Without skipping anything, write out each record below exactly.
[Start Records for the task]
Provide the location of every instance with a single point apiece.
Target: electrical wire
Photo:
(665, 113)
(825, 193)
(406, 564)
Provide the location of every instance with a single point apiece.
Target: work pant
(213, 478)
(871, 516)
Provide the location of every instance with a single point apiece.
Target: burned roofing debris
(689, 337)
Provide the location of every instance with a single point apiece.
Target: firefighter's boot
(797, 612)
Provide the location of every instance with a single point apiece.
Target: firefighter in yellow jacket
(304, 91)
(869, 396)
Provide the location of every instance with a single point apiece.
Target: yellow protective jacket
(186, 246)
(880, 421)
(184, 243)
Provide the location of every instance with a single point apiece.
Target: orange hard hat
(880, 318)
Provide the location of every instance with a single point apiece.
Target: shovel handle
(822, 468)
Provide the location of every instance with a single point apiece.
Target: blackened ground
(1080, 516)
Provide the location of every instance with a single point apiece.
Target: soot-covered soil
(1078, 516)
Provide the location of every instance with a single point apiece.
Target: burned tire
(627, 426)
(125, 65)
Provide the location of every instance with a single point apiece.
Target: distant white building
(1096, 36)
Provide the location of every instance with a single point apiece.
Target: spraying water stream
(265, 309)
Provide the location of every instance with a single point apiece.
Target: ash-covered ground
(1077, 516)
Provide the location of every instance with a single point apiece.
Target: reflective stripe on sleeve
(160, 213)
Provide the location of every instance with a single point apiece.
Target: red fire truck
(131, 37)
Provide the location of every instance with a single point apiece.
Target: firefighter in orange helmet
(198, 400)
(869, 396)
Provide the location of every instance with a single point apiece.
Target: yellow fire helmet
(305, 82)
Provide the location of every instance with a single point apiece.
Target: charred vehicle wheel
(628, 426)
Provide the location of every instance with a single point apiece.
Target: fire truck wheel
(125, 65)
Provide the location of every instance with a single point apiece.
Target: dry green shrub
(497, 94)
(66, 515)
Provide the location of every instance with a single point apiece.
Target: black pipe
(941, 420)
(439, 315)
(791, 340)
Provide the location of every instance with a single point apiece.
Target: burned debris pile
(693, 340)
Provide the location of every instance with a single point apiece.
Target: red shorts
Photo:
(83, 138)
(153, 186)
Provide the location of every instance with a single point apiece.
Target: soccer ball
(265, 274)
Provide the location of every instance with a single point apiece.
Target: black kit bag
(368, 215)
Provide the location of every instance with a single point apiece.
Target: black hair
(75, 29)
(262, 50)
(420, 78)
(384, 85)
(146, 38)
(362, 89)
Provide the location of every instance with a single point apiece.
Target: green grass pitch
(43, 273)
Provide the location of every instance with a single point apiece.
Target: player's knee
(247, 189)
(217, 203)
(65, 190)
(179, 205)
[End Records for the task]
→ **Final result**
Provide the location of every instance with a single point apiece.
Target: electrical wire
Photo:
(665, 113)
(825, 193)
(406, 564)
Provide the location of every instance with a single point apiece.
Target: work pant
(213, 478)
(871, 516)
Provide the location of every instance with a single point apiece.
Target: burned roofing debris
(689, 337)
Provide the location of every instance with a single point apiece.
Target: firefighter's boot
(797, 612)
Provide the location of every instance with a single point apiece.
Target: firefighter in yellow jacket
(304, 91)
(869, 396)
Provide the location of every instance with a single point apiece.
Target: yellow protective jacket
(186, 246)
(880, 421)
(184, 243)
Provide the location of every instance with a single point apiece.
Target: orange hard hat
(880, 318)
Provide the location of every instance with a single point apiece.
Target: shovel handle
(822, 468)
Provide the location of every instance with a single point apiece.
Target: blackened ground
(1080, 516)
Provide the location of every instance with a single point apiece.
Target: soot-covered soil
(1078, 516)
Provide the location of every instance with a single point apiece.
Target: burned tire
(627, 426)
(125, 65)
Provide the location of every instance with a single point apiece.
Target: distant white building
(1096, 36)
Provide the location of every instance with a single point apiece.
Target: spraying water stream
(265, 309)
Provide the location of every instance with a single point apiece.
Target: ash-covered ground
(1077, 516)
Provide the location of every instance with a single point apiece.
Target: reflective stripe on sleeve
(160, 213)
Provide the location of every instance with a single point apiece.
Target: red fire truck
(131, 37)
Provide the location of every instance with a single point apiece.
Target: firefighter in orange helmet
(198, 400)
(869, 396)
Provide the location of every instance with a single point apiece.
Target: yellow fire helmet
(305, 82)
Provide the location of every instance with a single point apiece.
Target: charred vehicle wheel
(628, 426)
Provide the location of every instance with a single point apiece.
Target: fire truck wheel
(125, 65)
Provide the location of every instance with a single point apiece.
Target: dry green shrub
(497, 94)
(66, 515)
Provide the location of every instance with a single point apiece.
Target: black pipe
(941, 420)
(439, 315)
(791, 340)
Provide the location of every instance with a single point apiece.
Target: burned debris pile
(693, 340)
Provide the location of every instance with a single point apiece.
Target: red shorts
Photo:
(83, 138)
(153, 186)
Provide the location of every instance with a single point apiece.
Target: soccer ball
(265, 274)
Provide the location of every instance with a single point apiece.
Target: black kit bag
(368, 215)
Provide the location of every instance with a single point apiece.
Target: black hair
(75, 29)
(262, 50)
(420, 78)
(384, 85)
(146, 38)
(362, 89)
Provide the location of every instance with a single point apiece.
Target: green grass pitch
(43, 273)
Provide the location of every instance with a single point apiece.
Target: player's knee
(247, 189)
(217, 203)
(65, 190)
(179, 205)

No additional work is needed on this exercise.